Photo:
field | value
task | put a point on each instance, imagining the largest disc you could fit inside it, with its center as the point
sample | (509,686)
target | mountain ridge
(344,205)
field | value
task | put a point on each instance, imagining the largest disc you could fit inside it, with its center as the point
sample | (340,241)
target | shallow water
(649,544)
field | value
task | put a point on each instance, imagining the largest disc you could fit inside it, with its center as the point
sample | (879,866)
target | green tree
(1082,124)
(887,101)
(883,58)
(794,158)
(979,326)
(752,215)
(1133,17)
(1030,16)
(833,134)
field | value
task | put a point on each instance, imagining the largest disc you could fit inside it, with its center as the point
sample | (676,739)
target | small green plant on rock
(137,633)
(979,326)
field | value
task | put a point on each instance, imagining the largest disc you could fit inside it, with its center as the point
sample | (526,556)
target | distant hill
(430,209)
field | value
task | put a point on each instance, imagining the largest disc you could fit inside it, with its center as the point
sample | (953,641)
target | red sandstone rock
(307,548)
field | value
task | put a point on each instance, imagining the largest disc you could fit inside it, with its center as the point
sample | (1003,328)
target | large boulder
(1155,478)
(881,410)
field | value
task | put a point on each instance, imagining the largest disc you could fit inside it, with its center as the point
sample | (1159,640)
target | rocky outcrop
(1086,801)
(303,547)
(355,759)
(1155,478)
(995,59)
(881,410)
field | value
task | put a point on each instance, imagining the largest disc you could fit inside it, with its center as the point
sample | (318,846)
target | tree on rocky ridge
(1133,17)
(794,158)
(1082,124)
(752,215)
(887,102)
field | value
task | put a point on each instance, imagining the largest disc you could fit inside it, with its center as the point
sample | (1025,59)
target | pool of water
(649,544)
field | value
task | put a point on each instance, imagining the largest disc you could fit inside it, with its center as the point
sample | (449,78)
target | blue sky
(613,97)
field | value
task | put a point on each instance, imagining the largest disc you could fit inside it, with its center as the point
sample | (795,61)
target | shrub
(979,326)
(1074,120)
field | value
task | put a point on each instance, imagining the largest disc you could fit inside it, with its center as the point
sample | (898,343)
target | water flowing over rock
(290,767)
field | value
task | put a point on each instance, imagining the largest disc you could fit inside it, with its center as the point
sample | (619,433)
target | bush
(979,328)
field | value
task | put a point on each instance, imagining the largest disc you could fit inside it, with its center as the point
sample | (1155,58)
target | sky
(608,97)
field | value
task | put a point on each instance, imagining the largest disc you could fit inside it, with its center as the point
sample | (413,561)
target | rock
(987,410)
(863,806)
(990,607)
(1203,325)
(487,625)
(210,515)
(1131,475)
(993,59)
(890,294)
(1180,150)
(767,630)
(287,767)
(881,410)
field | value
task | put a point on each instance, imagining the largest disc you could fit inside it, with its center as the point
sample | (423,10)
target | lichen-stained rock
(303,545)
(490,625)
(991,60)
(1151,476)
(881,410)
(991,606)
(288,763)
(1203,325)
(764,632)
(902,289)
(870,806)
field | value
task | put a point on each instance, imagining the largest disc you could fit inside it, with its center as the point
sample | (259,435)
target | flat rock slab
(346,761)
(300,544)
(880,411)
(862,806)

——

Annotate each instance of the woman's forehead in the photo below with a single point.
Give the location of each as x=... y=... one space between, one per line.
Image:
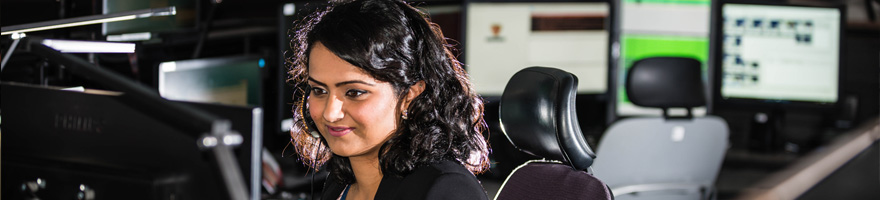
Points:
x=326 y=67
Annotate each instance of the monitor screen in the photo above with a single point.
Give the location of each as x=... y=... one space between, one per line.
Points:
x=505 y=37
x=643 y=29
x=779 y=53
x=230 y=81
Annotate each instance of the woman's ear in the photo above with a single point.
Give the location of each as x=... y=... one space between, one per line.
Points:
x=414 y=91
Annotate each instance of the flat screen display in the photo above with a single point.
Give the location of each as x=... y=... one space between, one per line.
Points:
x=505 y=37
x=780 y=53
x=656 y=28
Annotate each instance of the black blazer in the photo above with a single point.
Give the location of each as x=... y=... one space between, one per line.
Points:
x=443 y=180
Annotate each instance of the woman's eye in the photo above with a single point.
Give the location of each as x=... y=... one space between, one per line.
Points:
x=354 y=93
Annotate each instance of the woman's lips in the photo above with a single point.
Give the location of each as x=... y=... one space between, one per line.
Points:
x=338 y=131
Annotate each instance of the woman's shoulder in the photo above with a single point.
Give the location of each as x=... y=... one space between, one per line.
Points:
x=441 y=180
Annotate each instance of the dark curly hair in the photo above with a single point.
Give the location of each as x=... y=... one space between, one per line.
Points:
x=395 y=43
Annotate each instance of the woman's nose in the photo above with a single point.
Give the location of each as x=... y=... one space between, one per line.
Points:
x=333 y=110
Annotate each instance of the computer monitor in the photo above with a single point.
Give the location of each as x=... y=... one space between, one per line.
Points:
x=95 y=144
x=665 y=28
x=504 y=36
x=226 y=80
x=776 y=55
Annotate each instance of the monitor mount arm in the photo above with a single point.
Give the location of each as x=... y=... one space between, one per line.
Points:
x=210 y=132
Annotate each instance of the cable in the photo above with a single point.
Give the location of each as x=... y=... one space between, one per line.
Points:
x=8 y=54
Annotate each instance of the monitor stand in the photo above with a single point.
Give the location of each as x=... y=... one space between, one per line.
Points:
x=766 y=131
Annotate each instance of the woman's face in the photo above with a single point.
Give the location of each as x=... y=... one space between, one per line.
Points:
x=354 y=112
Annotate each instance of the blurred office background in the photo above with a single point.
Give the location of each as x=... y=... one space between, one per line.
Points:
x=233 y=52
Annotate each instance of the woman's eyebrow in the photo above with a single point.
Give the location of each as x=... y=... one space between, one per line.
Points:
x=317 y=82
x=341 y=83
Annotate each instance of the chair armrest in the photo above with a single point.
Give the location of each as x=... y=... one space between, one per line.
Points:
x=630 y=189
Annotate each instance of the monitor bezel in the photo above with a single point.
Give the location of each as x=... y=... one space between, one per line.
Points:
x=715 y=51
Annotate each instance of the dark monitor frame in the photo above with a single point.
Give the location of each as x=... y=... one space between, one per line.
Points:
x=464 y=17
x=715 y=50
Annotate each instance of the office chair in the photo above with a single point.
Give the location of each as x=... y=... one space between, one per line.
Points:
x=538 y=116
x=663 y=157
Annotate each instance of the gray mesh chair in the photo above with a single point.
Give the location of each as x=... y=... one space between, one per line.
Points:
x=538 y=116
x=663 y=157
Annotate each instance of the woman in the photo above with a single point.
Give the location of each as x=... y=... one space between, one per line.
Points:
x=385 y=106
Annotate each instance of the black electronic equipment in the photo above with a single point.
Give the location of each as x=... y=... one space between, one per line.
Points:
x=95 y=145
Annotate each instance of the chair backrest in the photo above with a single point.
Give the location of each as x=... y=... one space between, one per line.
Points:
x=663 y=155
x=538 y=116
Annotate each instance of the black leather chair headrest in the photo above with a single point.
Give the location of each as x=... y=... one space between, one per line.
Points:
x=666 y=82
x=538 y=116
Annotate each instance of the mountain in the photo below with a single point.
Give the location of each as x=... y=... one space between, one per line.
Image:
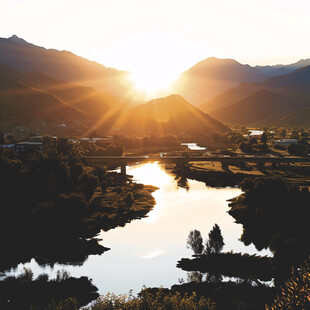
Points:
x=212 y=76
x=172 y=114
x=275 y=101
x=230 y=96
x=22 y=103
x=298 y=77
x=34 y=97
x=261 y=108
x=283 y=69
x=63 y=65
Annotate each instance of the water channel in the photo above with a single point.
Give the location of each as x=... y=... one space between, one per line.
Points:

——

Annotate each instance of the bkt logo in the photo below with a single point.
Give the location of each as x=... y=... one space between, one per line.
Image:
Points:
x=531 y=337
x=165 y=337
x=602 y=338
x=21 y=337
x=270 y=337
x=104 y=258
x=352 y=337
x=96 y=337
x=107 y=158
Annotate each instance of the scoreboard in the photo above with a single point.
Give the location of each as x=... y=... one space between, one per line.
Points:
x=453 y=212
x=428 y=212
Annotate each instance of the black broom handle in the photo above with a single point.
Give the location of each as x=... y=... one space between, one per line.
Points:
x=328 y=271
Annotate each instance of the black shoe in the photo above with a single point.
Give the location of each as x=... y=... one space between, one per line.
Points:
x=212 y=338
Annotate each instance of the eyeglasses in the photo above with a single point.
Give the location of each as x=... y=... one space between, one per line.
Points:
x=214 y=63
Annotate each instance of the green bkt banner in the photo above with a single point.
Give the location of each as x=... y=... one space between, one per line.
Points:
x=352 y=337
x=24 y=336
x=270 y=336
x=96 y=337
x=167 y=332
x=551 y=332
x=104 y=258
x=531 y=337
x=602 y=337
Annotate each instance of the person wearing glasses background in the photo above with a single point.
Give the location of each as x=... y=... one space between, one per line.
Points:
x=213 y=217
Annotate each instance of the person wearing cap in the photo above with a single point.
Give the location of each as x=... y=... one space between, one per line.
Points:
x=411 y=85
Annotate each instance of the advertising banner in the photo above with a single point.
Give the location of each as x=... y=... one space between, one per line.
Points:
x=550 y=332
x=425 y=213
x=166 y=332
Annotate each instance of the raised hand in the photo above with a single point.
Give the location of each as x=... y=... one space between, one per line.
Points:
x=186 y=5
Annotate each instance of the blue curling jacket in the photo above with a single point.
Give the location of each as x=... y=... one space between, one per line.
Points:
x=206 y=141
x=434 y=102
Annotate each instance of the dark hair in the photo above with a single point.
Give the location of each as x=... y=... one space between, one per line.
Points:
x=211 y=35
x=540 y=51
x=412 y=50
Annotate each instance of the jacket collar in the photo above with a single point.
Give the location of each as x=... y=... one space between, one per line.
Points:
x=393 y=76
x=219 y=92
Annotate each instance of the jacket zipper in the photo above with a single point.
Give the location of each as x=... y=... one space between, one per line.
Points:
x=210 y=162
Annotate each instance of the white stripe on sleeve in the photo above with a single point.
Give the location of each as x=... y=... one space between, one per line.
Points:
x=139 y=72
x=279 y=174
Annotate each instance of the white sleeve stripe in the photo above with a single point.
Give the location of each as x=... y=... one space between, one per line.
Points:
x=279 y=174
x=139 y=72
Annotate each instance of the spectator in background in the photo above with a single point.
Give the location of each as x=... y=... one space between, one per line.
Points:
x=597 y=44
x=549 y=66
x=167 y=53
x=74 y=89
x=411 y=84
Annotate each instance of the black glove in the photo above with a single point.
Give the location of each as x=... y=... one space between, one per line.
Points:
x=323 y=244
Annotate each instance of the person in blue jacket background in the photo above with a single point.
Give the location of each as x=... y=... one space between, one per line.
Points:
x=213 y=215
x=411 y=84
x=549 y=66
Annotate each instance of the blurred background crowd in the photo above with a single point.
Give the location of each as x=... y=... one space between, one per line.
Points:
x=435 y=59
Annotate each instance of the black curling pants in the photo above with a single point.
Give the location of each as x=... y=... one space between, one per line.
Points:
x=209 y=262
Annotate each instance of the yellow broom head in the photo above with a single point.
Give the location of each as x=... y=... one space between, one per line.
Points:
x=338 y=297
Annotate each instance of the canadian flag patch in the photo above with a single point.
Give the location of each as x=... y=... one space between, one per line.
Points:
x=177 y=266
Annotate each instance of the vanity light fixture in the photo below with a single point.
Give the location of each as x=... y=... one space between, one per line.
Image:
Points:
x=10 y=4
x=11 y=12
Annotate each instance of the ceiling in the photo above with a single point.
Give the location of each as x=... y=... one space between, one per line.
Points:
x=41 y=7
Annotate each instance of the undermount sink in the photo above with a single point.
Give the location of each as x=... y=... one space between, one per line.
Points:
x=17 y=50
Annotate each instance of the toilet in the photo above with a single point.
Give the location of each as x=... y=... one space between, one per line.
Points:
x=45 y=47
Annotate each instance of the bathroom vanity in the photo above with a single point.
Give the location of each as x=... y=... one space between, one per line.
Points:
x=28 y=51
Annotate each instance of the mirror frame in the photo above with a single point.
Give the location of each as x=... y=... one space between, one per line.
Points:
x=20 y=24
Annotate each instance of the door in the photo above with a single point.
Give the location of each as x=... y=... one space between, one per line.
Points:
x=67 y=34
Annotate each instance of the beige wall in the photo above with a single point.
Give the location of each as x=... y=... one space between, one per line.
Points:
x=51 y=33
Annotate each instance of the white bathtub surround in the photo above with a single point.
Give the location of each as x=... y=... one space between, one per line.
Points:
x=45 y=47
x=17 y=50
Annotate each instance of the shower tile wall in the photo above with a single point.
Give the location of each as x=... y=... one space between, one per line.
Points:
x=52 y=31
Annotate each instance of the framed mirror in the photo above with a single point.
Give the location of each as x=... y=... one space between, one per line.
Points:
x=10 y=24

——

— The request —
Show every line of the items above that contains the string "monitor", copying each line in full. Case counts, so match only that exact capitalization.

— Worked solution —
Annotate each instance of the monitor screen in the photo above with a single point.
Annotate each instance of the computer monitor in the photo above with a single point.
Annotate each instance of the monitor mount arm in the photo above with a single point.
Annotate each instance of the monitor stand in the photo above with a single point.
Annotate each instance of the monitor bezel in the photo above with a single point.
Annotate each instance of the dark monitor frame in the photo above with a single point.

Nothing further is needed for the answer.